§ REQUIREMENTS
Please copy, word for word, the part of the rows below that opens with their first line and closes with the line containing "top-left (63, 17), bottom-right (120, 26)", keeping both of those lines.

§ RECORDED DATA
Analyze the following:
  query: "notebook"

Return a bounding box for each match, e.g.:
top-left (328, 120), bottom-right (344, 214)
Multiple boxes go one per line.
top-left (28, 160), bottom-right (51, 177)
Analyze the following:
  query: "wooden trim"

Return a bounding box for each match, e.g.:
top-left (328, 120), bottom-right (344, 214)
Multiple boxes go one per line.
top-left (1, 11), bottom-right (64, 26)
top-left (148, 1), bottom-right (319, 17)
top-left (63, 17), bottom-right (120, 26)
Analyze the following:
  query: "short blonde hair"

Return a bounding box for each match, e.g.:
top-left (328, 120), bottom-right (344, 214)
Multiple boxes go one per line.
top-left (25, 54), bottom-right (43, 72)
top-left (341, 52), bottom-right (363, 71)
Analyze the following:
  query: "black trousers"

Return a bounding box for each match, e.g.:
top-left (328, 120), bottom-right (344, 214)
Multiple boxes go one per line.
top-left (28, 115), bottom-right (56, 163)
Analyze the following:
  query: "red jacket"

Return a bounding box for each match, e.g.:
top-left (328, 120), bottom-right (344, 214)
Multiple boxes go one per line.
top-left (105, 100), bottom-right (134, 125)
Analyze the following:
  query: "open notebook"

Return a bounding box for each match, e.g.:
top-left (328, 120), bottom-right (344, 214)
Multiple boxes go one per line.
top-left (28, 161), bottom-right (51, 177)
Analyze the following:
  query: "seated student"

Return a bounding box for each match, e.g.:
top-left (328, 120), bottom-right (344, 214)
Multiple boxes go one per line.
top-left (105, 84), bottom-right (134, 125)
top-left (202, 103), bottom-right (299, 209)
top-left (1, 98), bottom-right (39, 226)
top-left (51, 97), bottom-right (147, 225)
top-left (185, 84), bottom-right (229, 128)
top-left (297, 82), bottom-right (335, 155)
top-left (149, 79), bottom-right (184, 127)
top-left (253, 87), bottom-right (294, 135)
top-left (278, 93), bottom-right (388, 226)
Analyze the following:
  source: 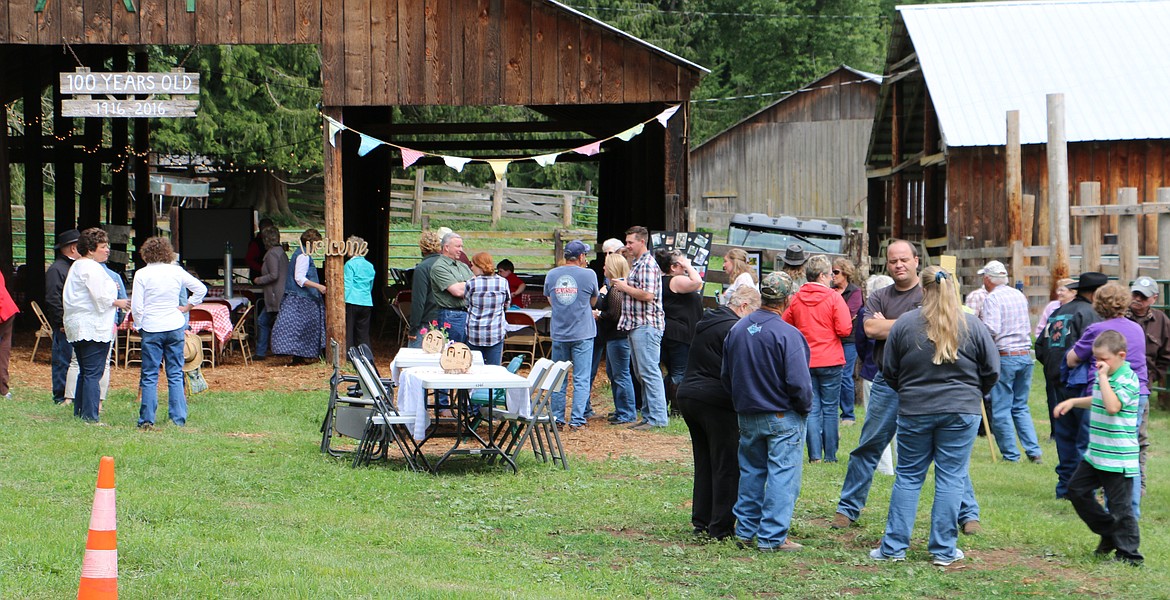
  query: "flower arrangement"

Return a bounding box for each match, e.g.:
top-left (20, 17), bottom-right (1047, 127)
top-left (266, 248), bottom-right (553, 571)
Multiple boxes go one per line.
top-left (419, 320), bottom-right (450, 354)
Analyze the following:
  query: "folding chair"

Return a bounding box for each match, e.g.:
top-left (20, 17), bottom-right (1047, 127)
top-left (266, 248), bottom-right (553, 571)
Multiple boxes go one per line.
top-left (349, 347), bottom-right (431, 471)
top-left (187, 309), bottom-right (219, 368)
top-left (121, 313), bottom-right (143, 368)
top-left (321, 338), bottom-right (373, 456)
top-left (28, 301), bottom-right (53, 363)
top-left (503, 310), bottom-right (541, 364)
top-left (507, 360), bottom-right (573, 470)
top-left (469, 357), bottom-right (524, 426)
top-left (222, 304), bottom-right (253, 366)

§ TASK RESPONSE
Analyze the following:
  query: "notebook"

Return a bounding box for each match, e.g.:
top-left (328, 120), bottom-right (344, 214)
Multiple boxes go one per line.
top-left (28, 160), bottom-right (51, 177)
Analyze the following:
  query: "wooden trim"

Return a bounding box for each match, e.g.:
top-left (328, 120), bottom-right (344, 214)
Multiple boxes go one per line.
top-left (1, 11), bottom-right (64, 26)
top-left (148, 1), bottom-right (319, 17)
top-left (63, 17), bottom-right (120, 26)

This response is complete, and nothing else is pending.